Task prompt →
In the data below, find every line with the word "easel" and copy it.
※ ※ ※
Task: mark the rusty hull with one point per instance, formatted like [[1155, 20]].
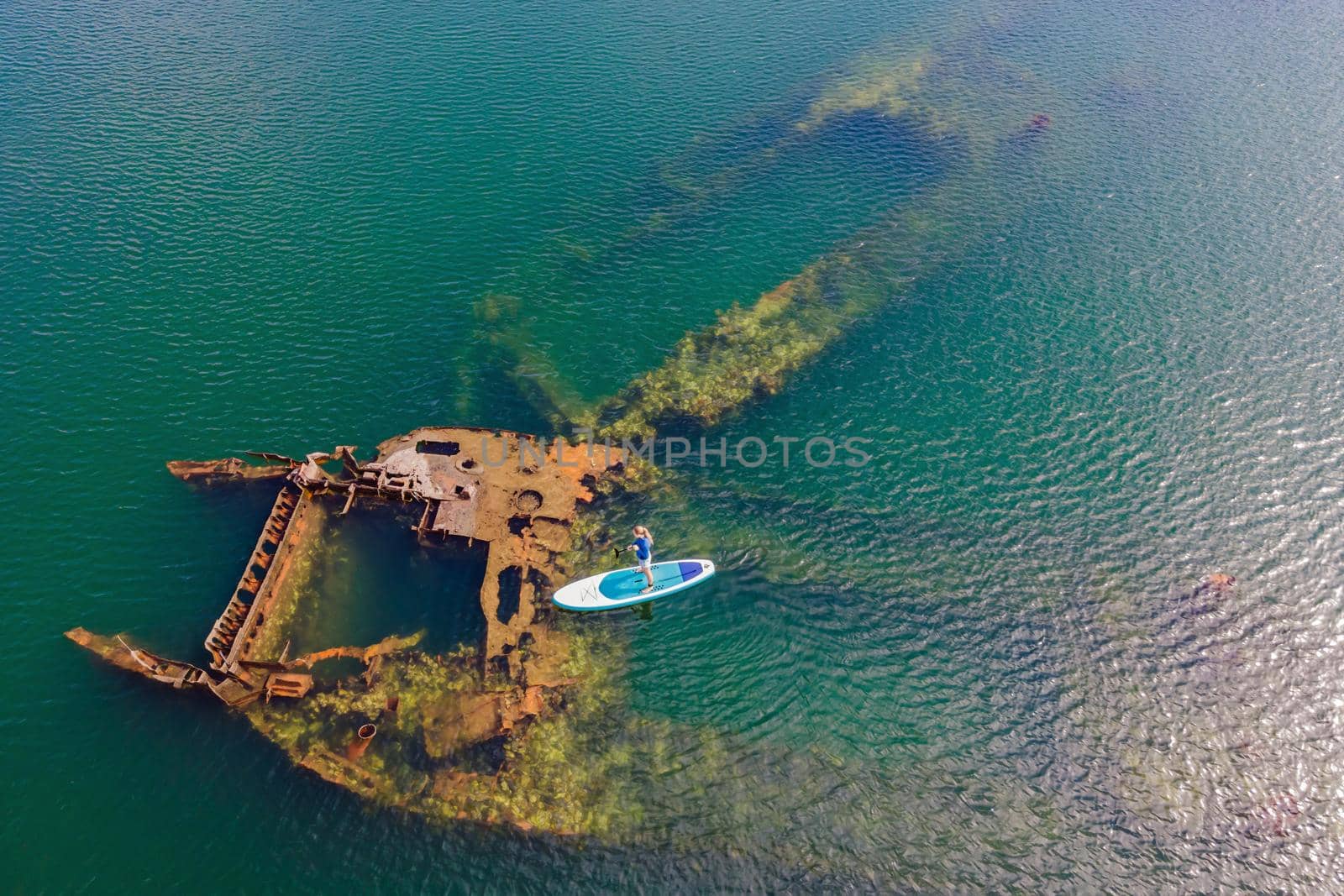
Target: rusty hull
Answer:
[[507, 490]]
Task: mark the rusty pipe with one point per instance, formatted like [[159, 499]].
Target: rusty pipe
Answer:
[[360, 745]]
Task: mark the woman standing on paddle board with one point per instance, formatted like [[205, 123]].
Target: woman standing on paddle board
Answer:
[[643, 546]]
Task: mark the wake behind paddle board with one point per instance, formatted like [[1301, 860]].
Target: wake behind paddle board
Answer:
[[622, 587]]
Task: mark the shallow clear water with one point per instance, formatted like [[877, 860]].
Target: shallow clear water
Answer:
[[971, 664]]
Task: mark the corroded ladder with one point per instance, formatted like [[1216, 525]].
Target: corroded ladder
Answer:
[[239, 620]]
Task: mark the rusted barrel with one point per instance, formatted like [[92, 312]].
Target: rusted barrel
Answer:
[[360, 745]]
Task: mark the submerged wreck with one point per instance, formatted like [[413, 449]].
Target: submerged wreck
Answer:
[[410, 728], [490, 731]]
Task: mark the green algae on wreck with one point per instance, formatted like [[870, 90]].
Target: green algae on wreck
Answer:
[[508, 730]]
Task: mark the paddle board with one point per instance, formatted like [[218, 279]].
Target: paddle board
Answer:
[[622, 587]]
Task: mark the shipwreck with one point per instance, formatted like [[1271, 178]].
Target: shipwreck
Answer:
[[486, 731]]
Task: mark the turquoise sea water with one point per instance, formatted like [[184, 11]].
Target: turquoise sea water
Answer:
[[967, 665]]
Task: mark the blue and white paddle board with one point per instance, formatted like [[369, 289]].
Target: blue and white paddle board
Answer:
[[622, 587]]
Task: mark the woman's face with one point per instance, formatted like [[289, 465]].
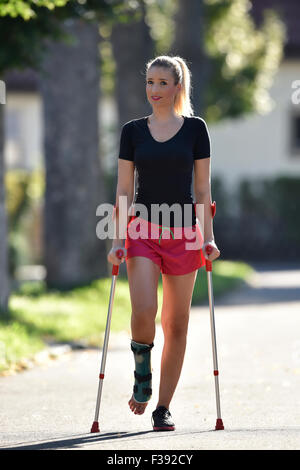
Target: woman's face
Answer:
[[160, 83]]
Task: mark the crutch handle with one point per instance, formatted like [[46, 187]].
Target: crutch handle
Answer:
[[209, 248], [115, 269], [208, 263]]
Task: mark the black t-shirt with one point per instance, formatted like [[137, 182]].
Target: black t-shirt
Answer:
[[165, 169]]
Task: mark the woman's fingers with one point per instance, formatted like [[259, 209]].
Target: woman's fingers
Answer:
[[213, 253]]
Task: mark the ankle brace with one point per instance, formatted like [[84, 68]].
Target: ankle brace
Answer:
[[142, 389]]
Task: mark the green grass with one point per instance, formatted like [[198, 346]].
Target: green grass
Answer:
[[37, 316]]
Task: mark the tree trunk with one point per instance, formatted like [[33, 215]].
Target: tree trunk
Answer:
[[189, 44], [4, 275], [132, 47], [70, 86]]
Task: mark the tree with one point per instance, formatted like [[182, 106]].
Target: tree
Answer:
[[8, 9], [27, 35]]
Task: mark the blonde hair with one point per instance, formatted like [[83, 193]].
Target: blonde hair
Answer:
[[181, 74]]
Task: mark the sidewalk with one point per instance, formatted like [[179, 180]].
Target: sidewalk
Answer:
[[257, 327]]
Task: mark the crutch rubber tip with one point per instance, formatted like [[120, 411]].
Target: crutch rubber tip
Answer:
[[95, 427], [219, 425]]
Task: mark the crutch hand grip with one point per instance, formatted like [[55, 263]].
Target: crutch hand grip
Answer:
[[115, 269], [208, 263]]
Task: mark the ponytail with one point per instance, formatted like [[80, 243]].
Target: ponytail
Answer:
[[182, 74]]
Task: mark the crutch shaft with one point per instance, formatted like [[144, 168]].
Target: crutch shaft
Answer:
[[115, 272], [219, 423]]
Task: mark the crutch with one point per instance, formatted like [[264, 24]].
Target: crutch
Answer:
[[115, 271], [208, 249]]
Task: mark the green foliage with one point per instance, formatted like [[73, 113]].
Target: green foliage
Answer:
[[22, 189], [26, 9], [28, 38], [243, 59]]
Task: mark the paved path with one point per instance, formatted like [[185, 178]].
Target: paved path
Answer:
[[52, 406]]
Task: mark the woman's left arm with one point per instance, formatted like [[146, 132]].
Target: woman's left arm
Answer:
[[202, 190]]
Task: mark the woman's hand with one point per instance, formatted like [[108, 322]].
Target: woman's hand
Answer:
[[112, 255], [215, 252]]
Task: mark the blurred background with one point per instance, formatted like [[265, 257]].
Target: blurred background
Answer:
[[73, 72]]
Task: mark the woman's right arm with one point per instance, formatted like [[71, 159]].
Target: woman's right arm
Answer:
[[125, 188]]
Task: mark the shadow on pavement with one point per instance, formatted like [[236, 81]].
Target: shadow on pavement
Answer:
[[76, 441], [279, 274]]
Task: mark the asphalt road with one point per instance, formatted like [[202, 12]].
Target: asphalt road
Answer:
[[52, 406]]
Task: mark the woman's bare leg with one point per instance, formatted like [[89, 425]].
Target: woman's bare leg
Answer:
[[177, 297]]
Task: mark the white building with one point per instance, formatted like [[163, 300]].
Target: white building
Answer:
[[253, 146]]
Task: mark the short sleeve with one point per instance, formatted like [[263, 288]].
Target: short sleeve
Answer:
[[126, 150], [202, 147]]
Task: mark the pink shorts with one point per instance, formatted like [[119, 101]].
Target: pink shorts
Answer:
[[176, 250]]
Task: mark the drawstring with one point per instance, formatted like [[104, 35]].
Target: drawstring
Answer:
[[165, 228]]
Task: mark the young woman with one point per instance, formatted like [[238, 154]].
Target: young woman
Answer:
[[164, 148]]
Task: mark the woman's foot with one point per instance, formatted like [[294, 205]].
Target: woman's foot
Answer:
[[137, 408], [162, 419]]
※ ※ ※
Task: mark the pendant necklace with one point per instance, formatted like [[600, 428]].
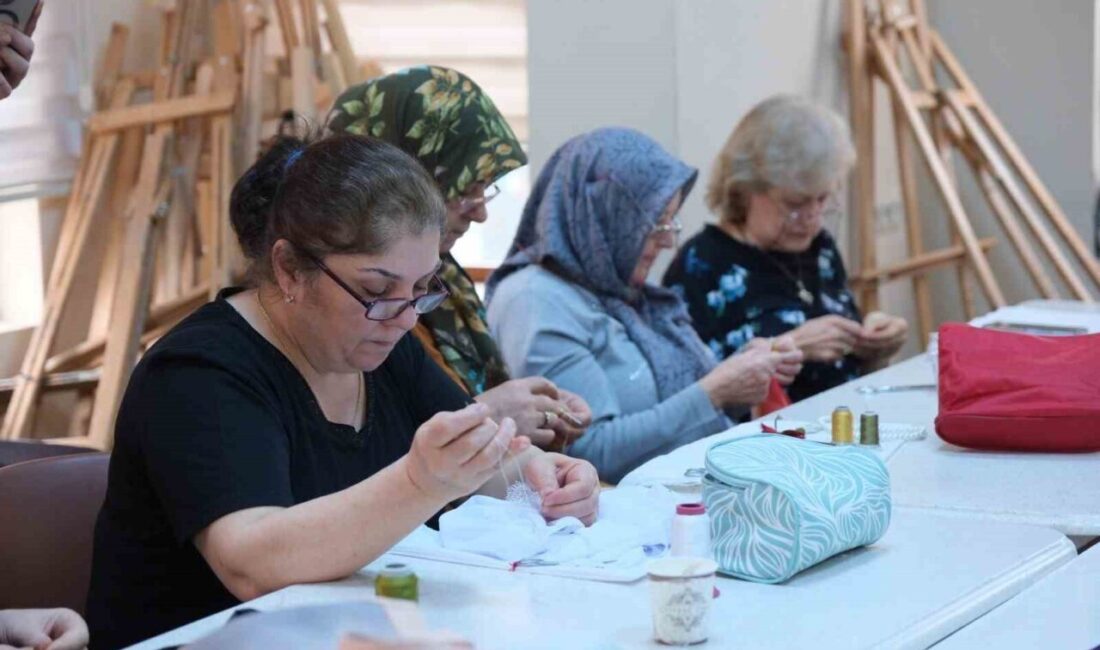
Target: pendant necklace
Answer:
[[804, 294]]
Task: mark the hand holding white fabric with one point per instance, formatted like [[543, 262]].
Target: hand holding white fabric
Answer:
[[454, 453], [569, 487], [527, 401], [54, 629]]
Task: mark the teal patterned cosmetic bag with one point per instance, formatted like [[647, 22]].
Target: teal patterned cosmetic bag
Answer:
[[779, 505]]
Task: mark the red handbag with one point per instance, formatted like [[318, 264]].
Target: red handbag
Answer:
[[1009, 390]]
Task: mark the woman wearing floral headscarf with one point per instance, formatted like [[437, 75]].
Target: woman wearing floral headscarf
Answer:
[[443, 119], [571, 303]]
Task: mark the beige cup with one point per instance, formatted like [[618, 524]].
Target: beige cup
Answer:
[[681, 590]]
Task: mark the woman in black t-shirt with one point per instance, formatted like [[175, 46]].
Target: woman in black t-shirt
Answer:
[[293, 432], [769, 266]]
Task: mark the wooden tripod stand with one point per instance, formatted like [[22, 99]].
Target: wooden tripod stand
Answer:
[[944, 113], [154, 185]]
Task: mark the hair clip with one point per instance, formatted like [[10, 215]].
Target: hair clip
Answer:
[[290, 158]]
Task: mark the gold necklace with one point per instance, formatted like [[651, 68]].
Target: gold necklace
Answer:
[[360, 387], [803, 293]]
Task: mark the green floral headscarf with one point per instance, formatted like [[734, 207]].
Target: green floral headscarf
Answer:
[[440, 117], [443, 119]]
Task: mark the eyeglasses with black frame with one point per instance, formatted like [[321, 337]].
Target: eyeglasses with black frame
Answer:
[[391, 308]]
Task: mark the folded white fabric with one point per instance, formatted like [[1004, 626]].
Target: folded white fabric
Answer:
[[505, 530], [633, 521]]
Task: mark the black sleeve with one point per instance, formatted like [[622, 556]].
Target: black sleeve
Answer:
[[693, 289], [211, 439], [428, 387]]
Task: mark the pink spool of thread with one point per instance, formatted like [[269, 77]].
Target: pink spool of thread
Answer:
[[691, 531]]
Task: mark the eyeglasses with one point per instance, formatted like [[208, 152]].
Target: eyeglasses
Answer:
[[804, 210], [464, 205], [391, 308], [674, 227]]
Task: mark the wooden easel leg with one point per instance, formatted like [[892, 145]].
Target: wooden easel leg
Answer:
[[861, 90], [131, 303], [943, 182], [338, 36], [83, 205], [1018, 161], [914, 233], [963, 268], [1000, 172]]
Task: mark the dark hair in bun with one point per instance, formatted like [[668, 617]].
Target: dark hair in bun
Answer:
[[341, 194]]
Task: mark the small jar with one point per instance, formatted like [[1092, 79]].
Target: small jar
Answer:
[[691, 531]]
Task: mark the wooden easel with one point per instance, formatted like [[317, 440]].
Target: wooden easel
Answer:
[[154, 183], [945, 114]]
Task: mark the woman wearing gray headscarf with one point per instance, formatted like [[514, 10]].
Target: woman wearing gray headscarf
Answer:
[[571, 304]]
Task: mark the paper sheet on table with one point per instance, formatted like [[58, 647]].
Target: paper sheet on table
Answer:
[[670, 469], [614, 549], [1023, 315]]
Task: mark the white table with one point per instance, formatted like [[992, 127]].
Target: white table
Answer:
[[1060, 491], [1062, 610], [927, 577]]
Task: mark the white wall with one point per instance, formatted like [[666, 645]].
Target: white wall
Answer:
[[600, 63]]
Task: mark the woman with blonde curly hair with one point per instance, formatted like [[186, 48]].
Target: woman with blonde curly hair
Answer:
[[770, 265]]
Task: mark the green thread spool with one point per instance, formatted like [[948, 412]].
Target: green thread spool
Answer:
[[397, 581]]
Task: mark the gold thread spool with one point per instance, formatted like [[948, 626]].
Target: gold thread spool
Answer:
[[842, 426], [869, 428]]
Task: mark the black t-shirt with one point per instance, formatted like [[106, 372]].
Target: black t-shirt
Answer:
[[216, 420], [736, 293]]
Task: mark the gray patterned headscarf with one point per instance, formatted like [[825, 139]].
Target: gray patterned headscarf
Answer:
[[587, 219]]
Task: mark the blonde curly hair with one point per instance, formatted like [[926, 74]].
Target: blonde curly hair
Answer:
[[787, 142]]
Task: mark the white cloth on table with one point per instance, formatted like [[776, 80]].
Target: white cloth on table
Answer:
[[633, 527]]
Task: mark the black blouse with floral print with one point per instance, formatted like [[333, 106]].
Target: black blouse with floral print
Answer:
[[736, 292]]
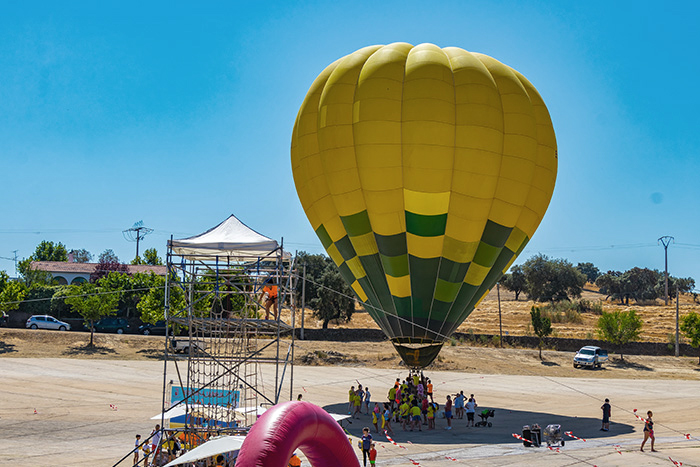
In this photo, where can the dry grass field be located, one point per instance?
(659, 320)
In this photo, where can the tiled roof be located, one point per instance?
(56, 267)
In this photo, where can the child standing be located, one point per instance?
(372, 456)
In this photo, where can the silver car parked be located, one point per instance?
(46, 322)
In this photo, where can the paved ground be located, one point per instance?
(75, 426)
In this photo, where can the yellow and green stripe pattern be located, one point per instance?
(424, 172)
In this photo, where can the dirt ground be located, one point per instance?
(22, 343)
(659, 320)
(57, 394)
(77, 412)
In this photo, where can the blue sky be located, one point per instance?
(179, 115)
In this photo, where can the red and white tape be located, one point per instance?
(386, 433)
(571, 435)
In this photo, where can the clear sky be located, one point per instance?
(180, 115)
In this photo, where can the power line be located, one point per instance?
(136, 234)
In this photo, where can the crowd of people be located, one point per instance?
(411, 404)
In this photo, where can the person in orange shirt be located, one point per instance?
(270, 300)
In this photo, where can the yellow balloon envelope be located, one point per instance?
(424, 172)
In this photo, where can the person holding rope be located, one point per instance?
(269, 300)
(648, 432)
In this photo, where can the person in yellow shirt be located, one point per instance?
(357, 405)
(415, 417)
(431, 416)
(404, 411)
※ ※ ※
Response area →
Task: mark the wooden easel leg with one point per instance, formatted like [[892, 145]].
Target: wooden easel leg
Task: mark the wooden easel with one point per instance, formatted like [[317, 440]].
Target: wooden easel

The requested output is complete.